### Passage to read
Colorectal cancer is the fourth most common cancer and the second-leading cause of cancer death among men and women combined in California. In 2020, an estimated 15,530 new cases of colorectal cancer will be diagnosed statewide, and 5,480 will succumb to the disease. Screening can prevent colorectal cancer by detecting and removing precancerous growths at an early stage when it is easier to treat and outcomes are more favorable. Low-cost screening tests can prevent nearly half of all colorectal cancer cases diagnosed at a late stage. Despite being one of the most preventable types of cancer, one in four adults have never been screened for colorectal cancer, with underutilization more common among the Medi-Cal insured, uninsured, racial, and ethnic minorities. Additionally, there has been an increase in young-onset colorectal cancer (diagnosed under age 50). The following objectives with accompanying strategies detail the steps that can be taken to reduce the morbidity and mortality from colorectal cancer to address these disparities.
By 2025, decrease the rate of late-stage diagnosis of colorectal cancer among those who are covered by Medi-Cal and the uninsured from the baseline of 71% to 64%.
Data source: CCR, 2017
1. Explore adding colorectal cancer screening as a required reported quality measure for Medi-Cal Managed Care plans.
2. Implement FLU/FIT programs in California’s FQHCs.
3. Implement evidence-based strategies (EBS) in California’s FQHCs as outlined in Steps For Increasing Colorectal Cancer Screening Rates: A Manual For Community Health Centers and the National Cancer Institute’s Research-Tested Intervention Programs (RTIPS) website.
4. Clinics and health plans work with patient navigators/community health workers/promotores and implement other proven strategies to ensure appropriate follow-up of colonoscopies after a positive or abnormal Fecal Immunochemical Test (FIT).

### Stored data

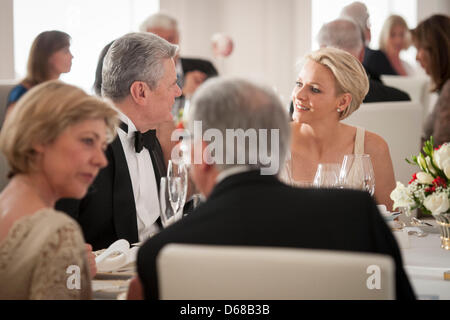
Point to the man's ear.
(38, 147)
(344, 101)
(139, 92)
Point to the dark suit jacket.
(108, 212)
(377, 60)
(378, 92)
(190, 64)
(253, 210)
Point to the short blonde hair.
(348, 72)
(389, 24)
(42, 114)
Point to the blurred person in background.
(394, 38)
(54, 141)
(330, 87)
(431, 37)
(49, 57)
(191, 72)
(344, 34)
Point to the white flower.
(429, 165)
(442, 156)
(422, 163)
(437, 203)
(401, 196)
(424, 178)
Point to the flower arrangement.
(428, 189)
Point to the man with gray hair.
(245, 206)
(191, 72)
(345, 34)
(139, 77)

==

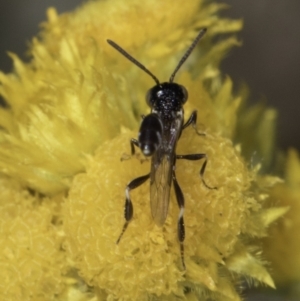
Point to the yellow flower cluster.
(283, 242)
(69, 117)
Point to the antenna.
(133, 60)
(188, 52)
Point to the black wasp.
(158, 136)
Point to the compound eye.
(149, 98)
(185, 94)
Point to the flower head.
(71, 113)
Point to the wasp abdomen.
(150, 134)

==

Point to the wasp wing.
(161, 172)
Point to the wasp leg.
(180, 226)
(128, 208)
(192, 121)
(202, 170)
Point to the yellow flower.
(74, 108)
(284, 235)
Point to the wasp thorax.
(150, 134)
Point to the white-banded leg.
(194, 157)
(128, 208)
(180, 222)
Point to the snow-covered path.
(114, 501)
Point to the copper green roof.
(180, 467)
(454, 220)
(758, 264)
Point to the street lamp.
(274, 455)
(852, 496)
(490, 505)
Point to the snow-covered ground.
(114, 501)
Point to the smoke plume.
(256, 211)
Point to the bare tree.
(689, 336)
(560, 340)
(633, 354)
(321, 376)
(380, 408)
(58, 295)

### Required action A
Reproduce the stretch of the colorectal cancer passage from "By 2025, decrease" through "Managed Care plans.".
### Required action B
Summarize the colorectal cancer passage in two sentences.

### Worked solution A
By 2025, decrease the rate of late-stage diagnosis of colorectal cancer among those who are covered by Medi-Cal and the uninsured from the baseline of 71% to 64%.
Data source: CCR, 2017
1. Explore adding colorectal cancer screening as a required reported quality measure for Medi-Cal Managed Care plans.

### Worked solution B
Colorectal cancer is the fourth most common cancer and the second-leading cause of cancer death in California, yet one in four adults have never been screened, with underutilization more common among the Medi-Cal insured, the uninsured, and racial and ethnic minorities. By 2025, the objective is to lower late-stage diagnosis among those covered by Medi-Cal and the uninsured from 71% to 64%, through strategies such as FLU/FIT programs and evidence-based strategies in California's FQHCs and appropriate follow-up of colonoscopies after a positive or abnormal FIT.